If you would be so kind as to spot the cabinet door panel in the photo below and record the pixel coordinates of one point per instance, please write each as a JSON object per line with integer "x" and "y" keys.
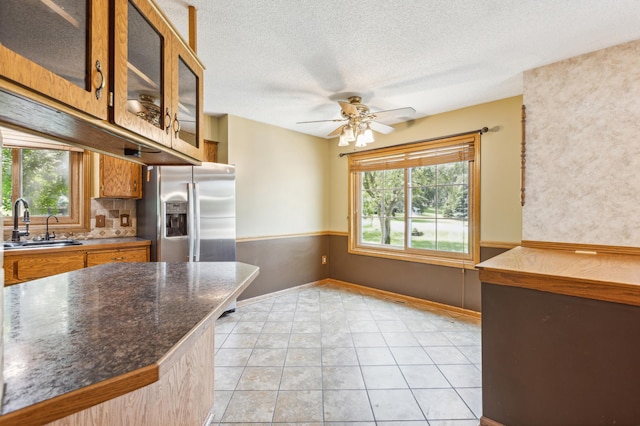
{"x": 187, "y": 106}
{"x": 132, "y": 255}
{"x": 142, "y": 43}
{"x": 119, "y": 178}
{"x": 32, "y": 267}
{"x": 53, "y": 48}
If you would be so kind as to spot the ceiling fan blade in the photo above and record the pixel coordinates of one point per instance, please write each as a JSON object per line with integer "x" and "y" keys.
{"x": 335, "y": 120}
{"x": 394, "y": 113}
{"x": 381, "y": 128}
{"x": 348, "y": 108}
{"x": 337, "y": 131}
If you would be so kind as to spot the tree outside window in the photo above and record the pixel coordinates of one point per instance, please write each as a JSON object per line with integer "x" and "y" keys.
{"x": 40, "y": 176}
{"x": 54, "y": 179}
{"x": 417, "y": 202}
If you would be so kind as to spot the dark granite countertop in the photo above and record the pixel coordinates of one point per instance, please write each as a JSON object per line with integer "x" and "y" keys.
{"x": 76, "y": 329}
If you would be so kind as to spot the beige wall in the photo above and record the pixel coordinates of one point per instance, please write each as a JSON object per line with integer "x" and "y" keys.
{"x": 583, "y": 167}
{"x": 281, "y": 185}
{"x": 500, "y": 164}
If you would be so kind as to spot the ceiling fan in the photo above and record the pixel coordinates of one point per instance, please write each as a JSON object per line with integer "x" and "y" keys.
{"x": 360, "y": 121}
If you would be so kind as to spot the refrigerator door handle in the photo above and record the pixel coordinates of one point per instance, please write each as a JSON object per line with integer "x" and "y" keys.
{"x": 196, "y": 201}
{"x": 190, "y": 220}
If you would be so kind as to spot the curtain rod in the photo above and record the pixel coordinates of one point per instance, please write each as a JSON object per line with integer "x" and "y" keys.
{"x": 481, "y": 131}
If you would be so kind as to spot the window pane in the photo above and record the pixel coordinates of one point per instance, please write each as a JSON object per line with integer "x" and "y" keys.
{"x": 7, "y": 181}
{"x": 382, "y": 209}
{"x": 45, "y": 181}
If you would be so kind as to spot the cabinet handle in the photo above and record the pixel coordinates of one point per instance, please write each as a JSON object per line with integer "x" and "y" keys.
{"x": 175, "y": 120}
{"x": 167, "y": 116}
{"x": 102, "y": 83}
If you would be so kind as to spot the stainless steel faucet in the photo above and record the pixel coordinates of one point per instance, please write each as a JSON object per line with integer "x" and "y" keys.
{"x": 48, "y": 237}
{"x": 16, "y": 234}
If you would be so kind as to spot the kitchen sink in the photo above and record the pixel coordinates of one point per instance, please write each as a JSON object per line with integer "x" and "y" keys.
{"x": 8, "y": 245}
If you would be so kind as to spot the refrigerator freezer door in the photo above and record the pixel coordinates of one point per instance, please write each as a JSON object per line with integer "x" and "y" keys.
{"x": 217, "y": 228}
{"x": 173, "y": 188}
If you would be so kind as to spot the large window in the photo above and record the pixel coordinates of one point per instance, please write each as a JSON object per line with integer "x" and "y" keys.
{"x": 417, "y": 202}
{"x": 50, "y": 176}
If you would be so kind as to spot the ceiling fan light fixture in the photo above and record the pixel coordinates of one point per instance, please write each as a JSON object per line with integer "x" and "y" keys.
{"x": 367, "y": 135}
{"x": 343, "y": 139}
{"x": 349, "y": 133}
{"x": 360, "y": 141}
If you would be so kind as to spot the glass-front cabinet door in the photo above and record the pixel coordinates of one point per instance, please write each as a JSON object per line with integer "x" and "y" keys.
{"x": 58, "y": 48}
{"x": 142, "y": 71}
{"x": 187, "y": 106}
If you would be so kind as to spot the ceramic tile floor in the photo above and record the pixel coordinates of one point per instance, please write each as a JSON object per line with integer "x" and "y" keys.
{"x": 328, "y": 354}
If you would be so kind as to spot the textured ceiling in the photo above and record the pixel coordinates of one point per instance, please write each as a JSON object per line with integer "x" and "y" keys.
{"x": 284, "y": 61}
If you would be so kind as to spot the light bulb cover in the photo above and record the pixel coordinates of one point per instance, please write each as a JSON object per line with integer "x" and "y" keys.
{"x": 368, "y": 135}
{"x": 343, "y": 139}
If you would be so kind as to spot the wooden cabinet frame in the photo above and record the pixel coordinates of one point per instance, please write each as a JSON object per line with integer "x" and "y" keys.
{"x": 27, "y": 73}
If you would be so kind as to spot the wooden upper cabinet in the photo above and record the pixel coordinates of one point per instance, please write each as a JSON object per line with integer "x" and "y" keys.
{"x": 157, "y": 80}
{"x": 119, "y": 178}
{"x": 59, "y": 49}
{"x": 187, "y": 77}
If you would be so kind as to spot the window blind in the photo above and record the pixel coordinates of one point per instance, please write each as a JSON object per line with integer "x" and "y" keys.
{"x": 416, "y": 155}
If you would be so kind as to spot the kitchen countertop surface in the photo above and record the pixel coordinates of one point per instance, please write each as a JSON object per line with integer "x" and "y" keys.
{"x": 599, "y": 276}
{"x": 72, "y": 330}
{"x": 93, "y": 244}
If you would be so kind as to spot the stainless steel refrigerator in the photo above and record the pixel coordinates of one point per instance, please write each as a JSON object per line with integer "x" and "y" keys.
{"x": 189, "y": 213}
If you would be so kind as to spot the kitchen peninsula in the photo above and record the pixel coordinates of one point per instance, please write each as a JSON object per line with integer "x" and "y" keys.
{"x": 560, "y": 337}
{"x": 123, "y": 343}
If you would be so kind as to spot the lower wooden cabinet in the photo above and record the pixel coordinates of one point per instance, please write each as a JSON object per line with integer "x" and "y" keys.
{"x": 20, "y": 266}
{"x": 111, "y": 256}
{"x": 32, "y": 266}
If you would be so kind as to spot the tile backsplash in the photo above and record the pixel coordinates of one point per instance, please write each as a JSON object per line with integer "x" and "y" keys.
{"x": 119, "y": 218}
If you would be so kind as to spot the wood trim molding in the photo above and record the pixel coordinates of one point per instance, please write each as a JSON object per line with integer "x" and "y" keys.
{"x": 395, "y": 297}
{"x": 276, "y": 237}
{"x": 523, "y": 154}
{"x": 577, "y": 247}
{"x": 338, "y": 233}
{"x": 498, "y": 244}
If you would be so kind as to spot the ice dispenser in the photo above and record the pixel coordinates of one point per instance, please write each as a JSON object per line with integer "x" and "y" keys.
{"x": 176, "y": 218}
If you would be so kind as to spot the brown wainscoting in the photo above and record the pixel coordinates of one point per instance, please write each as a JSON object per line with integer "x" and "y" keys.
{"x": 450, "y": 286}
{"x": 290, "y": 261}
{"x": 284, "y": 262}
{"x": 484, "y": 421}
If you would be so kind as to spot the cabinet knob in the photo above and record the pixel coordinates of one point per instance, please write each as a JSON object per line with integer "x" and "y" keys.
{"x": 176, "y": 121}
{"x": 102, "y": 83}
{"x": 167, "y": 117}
━━━━━━━━
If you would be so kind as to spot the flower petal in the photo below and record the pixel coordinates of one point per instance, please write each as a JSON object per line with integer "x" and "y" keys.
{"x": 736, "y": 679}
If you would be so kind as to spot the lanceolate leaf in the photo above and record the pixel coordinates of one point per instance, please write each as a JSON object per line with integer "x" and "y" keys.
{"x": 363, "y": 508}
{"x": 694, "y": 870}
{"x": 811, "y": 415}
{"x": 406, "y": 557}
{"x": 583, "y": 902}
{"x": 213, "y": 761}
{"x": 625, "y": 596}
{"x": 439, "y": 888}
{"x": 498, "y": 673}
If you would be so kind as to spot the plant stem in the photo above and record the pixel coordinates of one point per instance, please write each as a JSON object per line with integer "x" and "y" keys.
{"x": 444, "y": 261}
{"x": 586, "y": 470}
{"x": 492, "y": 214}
━━━━━━━━
*WHAT TO DO:*
Please count the lines in the records above that contain the string "below". Give only the number.

*EXERCISE ANSWER:*
2